= Data for analysis =
--- START ---

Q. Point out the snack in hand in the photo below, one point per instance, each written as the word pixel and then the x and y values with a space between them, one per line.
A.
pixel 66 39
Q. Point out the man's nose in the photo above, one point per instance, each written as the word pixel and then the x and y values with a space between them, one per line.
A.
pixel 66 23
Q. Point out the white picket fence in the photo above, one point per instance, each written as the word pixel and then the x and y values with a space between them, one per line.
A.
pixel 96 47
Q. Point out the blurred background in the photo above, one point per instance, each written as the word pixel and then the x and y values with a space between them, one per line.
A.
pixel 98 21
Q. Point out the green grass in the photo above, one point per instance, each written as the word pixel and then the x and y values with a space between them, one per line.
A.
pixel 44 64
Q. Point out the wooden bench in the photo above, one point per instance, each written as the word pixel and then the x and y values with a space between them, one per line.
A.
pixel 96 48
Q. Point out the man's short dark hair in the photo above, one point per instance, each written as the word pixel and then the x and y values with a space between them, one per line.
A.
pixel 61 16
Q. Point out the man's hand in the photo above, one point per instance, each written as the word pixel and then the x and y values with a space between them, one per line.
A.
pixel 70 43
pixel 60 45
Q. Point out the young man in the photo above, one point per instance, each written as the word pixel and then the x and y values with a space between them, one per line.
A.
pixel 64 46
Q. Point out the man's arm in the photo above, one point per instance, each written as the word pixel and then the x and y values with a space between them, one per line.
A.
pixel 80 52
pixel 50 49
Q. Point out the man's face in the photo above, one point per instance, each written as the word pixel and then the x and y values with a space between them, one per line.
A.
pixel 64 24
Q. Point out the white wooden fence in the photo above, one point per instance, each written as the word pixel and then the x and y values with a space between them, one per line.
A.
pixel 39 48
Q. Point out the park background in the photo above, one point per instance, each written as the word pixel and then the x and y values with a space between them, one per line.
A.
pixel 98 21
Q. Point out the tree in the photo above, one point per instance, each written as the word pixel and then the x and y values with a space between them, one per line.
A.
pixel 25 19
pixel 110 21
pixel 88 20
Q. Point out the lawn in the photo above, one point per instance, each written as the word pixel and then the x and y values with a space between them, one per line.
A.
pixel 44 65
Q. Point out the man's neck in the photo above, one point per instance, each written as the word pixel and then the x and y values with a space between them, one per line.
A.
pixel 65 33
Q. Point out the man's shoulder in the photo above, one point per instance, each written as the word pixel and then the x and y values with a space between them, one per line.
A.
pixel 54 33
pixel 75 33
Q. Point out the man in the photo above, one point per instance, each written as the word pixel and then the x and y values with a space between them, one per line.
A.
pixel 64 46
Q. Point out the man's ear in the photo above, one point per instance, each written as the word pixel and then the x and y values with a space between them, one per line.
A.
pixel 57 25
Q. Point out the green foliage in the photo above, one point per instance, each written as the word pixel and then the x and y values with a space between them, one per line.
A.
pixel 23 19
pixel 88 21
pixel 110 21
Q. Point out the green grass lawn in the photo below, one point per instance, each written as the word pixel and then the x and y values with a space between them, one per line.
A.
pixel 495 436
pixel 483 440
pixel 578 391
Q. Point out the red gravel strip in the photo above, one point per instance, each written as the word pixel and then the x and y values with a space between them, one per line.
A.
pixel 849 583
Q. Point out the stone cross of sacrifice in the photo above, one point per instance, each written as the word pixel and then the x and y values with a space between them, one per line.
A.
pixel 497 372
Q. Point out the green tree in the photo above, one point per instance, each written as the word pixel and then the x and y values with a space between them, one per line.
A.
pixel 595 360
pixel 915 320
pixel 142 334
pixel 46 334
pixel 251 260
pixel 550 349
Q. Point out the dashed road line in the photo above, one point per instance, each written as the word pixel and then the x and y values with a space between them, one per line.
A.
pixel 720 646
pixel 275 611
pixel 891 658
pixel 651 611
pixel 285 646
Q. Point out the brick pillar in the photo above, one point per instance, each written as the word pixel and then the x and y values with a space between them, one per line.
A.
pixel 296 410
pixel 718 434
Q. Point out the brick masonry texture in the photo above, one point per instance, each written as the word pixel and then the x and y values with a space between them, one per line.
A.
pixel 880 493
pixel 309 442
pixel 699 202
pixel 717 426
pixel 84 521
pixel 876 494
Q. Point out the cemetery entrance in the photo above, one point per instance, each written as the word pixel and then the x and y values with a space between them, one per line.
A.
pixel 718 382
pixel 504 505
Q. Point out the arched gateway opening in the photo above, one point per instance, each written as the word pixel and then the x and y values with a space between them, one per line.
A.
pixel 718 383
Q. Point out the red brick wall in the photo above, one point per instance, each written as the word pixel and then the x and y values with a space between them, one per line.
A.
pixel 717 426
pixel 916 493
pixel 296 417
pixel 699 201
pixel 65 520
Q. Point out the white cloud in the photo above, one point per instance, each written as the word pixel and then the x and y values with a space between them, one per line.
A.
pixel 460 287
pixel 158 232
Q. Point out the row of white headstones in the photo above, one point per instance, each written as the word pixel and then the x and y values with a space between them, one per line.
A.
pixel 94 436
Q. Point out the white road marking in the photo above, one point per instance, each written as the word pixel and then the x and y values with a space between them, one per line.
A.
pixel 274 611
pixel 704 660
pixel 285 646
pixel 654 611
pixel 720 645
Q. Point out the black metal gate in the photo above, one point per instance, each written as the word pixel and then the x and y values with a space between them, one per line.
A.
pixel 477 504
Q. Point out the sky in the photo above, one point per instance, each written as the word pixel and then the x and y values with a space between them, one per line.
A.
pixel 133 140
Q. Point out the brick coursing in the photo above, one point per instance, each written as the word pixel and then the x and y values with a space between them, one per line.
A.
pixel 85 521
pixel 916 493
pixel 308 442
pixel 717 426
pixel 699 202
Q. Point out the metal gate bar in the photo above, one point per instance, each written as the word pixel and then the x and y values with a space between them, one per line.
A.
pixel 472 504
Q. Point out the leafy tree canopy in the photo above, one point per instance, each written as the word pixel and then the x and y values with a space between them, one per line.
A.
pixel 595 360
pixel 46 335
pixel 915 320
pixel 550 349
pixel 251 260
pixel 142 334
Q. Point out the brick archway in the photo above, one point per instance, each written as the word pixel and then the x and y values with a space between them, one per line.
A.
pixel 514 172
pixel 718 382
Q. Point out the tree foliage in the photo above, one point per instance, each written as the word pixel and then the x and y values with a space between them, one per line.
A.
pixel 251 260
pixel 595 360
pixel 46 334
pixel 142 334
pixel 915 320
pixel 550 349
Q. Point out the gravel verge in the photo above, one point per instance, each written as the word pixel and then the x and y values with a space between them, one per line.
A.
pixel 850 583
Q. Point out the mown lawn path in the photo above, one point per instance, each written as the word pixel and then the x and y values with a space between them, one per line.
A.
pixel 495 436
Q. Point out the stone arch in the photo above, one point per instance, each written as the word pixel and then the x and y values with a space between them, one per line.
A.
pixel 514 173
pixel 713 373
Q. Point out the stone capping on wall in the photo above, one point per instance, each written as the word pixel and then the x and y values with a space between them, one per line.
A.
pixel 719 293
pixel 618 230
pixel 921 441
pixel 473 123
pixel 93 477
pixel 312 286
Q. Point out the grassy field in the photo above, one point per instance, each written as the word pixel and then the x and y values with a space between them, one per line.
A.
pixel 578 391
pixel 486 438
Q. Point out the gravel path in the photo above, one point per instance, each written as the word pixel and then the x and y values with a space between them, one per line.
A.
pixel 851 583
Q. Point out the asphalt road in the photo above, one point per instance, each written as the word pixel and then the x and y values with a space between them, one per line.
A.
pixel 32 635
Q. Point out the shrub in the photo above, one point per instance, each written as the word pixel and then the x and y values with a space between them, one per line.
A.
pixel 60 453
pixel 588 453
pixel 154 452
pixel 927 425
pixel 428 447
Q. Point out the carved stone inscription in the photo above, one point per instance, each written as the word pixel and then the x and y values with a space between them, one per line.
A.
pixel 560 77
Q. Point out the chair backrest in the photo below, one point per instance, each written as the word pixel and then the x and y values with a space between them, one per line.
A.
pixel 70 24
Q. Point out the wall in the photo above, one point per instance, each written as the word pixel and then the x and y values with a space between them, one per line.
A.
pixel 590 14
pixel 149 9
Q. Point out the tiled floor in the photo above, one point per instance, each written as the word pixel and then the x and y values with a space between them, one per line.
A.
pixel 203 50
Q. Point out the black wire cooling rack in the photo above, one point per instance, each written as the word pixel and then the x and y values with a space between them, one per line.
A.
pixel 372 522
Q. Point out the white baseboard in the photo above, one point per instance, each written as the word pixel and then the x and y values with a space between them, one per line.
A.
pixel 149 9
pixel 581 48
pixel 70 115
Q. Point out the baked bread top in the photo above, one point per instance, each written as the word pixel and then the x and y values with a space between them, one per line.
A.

--- END ---

= Problem statement =
Filter by the word "road": copy every line of the data that holds it.

= Solved problem =
Q. Point out the dashed road line in the photo above, one point per instance, each written as the word pixel and then the x and y values with a space between them, one per line.
Q. Point out the white road marking in the photo above, one point per instance, each written as the word pixel and then the x and y values with a space between them, one per line.
Q. Point out the asphalt road in the photo above, one point per instance, each written as the word pixel and then the x and y values with a space between them, one per line.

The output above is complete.